Tasks:
1 – Do the statements (a), (b), and (c) agree with the text below? Answer yes or no for each, and quote the exact words of the text that decide it.

(a) The writer is a Life Member of the Unitarian Universalist Ministers' Association.
(b) John Stuart Mill wrote the quoted words in 1873.
(c) The cut finger became infected.
2 – Answer these questions from the text below, one line each, marked (a), (b), (c):
(a) What did the writer's mother put on the cut before bandaging the finger?
(b) What office does the writer's Association have?
(c) What date appears under the heading "Shakespeare The Medic"?
3 – Transcribe a passage from the text below, beginning at the words "There is no" and stopping after the words "privileges pertaining thereto.".

Text provided:
There is no indication that Jesus condemned men sleeping together. Jesus (or the source of that verse) had an appropriate opportunity to forbid homosexuality, but he does not.

In criticizing the action of Georgia Southern Baptists, it is only fair that I state my own position (or bias, if you will).

I am a Life Member of our Unitarian Universalist Ministers’ Association. I have colleagues who are gay, who are lesbian, who are bi-sexual; some serving churches of substantial size or historic note. Our Association has an Office for Gay and Lesbian Concerns.

Like so many of my colleagues, I have officiated at same sex commitment services; and strongly feel that union ceremonies of loving partners merit legal sanction so that such ceremonies can be lawful marriages with all the rights and privileges pertaining thereto.

John Stuart Mill (1806-1873) stated, “Mankind have outgrown old institutions and have not yet acquired new ones.” He wrote that in 1831; it could be said today.

Shakespeare The Medic

January 8, 1999

Some of you on the Musings list know how my mother used folk remedies, some of them strange, to say the least. When I was a lad, I cut my finger almost to the bone. I was bleeding profusely. She went down into the cellar, collected cobwebs, put them on the cut, and then bandaged the finger. The flow of blood stopped rather quickly; and the cut healed without infection.

Supplied information:
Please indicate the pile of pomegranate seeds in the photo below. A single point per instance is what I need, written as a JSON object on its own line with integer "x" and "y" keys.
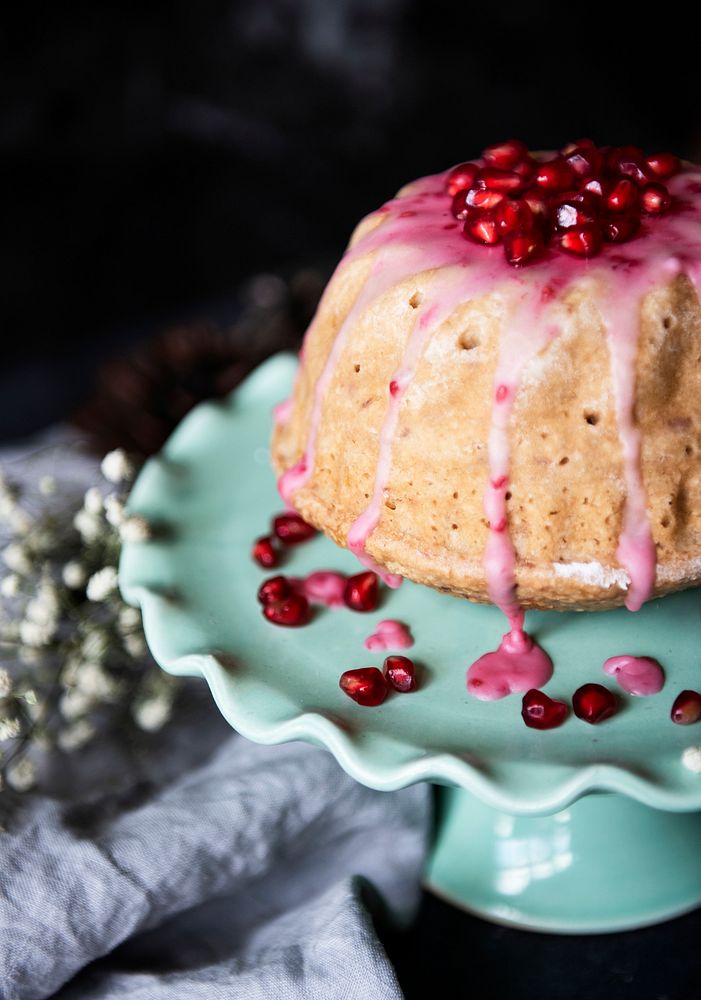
{"x": 686, "y": 708}
{"x": 580, "y": 199}
{"x": 541, "y": 712}
{"x": 370, "y": 686}
{"x": 593, "y": 703}
{"x": 288, "y": 529}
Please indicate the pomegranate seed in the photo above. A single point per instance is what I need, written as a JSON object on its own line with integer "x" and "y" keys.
{"x": 541, "y": 712}
{"x": 621, "y": 228}
{"x": 265, "y": 553}
{"x": 400, "y": 673}
{"x": 462, "y": 176}
{"x": 593, "y": 703}
{"x": 623, "y": 196}
{"x": 293, "y": 611}
{"x": 366, "y": 685}
{"x": 555, "y": 175}
{"x": 513, "y": 215}
{"x": 484, "y": 198}
{"x": 663, "y": 165}
{"x": 521, "y": 248}
{"x": 686, "y": 708}
{"x": 655, "y": 199}
{"x": 499, "y": 180}
{"x": 582, "y": 241}
{"x": 291, "y": 529}
{"x": 274, "y": 589}
{"x": 505, "y": 155}
{"x": 362, "y": 591}
{"x": 483, "y": 228}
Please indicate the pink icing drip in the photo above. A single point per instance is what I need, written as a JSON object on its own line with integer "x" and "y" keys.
{"x": 519, "y": 664}
{"x": 323, "y": 587}
{"x": 389, "y": 634}
{"x": 639, "y": 675}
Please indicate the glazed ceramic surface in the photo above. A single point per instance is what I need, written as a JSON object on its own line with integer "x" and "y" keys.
{"x": 211, "y": 492}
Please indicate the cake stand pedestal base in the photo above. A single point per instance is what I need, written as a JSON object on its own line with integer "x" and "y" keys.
{"x": 606, "y": 863}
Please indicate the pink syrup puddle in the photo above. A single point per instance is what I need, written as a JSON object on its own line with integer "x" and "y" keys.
{"x": 519, "y": 664}
{"x": 389, "y": 634}
{"x": 639, "y": 675}
{"x": 322, "y": 587}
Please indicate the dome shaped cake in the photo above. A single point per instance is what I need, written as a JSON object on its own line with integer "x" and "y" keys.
{"x": 514, "y": 423}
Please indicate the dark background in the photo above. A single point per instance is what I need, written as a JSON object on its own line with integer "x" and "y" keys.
{"x": 155, "y": 156}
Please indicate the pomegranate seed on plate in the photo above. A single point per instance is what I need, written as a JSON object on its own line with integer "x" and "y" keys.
{"x": 362, "y": 591}
{"x": 663, "y": 165}
{"x": 655, "y": 199}
{"x": 483, "y": 228}
{"x": 275, "y": 588}
{"x": 593, "y": 703}
{"x": 400, "y": 673}
{"x": 541, "y": 712}
{"x": 582, "y": 241}
{"x": 505, "y": 155}
{"x": 623, "y": 196}
{"x": 292, "y": 529}
{"x": 686, "y": 708}
{"x": 521, "y": 248}
{"x": 292, "y": 611}
{"x": 462, "y": 176}
{"x": 366, "y": 685}
{"x": 265, "y": 553}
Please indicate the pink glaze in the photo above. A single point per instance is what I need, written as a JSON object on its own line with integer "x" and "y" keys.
{"x": 519, "y": 664}
{"x": 323, "y": 587}
{"x": 639, "y": 675}
{"x": 415, "y": 234}
{"x": 389, "y": 634}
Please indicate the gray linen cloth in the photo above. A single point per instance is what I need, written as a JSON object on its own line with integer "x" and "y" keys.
{"x": 203, "y": 865}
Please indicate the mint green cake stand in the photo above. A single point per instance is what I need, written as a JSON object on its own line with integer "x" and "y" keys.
{"x": 578, "y": 829}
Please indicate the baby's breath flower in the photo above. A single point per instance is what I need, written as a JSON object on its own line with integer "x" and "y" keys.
{"x": 87, "y": 525}
{"x": 76, "y": 735}
{"x": 17, "y": 559}
{"x": 21, "y": 775}
{"x": 114, "y": 510}
{"x": 10, "y": 728}
{"x": 135, "y": 529}
{"x": 152, "y": 714}
{"x": 92, "y": 501}
{"x": 74, "y": 575}
{"x": 10, "y": 585}
{"x": 47, "y": 486}
{"x": 102, "y": 584}
{"x": 5, "y": 683}
{"x": 116, "y": 466}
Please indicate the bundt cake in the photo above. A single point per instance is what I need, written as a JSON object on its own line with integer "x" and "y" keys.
{"x": 500, "y": 394}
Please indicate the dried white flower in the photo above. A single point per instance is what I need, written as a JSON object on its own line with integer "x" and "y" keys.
{"x": 102, "y": 584}
{"x": 152, "y": 713}
{"x": 17, "y": 558}
{"x": 135, "y": 645}
{"x": 135, "y": 529}
{"x": 76, "y": 736}
{"x": 21, "y": 775}
{"x": 87, "y": 525}
{"x": 691, "y": 758}
{"x": 10, "y": 728}
{"x": 10, "y": 585}
{"x": 116, "y": 466}
{"x": 74, "y": 575}
{"x": 114, "y": 510}
{"x": 47, "y": 486}
{"x": 5, "y": 683}
{"x": 35, "y": 634}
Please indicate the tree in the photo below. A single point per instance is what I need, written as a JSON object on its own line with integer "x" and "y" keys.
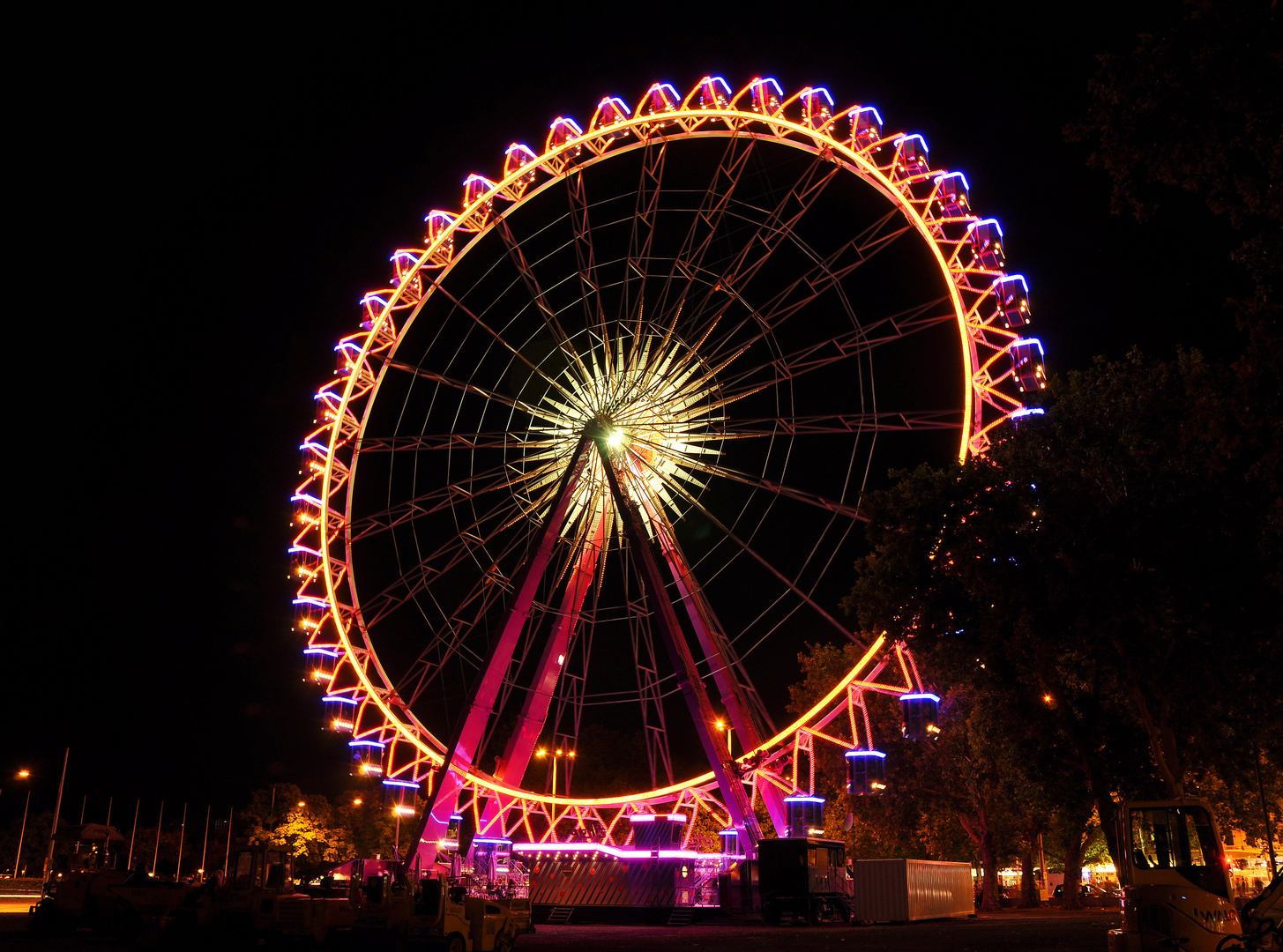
{"x": 1198, "y": 109}
{"x": 1110, "y": 557}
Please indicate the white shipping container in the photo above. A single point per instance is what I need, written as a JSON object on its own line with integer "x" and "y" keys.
{"x": 906, "y": 890}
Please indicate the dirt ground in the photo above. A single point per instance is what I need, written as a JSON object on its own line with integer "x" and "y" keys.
{"x": 1026, "y": 930}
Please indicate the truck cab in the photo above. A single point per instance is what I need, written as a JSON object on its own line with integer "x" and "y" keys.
{"x": 1175, "y": 886}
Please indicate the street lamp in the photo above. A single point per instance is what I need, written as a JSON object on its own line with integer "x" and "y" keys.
{"x": 17, "y": 861}
{"x": 722, "y": 725}
{"x": 555, "y": 755}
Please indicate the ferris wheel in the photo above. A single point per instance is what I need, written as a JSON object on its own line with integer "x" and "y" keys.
{"x": 597, "y": 454}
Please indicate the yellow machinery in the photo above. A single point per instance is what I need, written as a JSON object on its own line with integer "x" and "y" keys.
{"x": 1175, "y": 886}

Responses:
1 –
(a) Yes: "I am a Life Member of our Unitarian Universalist Ministers’ Association."
(b) No: "He wrote that in 1831"
(c) No: "the cut healed without infection."

2 –
(a) Cobwebs.
(b) An Office for Gay and Lesbian Concerns.
(c) January 8, 1999.

3 –
There is no indication that Jesus condemned men sleeping together. Jesus (or the source of that verse) had an appropriate opportunity to forbid homosexuality, but he does not.

In criticizing the action of Georgia Southern Baptists, it is only fair that I state my own position (or bias, if you will).

I am a Life Member of our Unitarian Universalist Ministers’ Association. I have colleagues who are gay, who are lesbian, who are bi-sexual; some serving churches of substantial size or historic note. Our Association has an Office for Gay and Lesbian Concerns.

Like so many of my colleagues, I have officiated at same sex commitment services; and strongly feel that union ceremonies of loving partners merit legal sanction so that such ceremonies can be lawful marriages with all the rights and privileges pertaining thereto.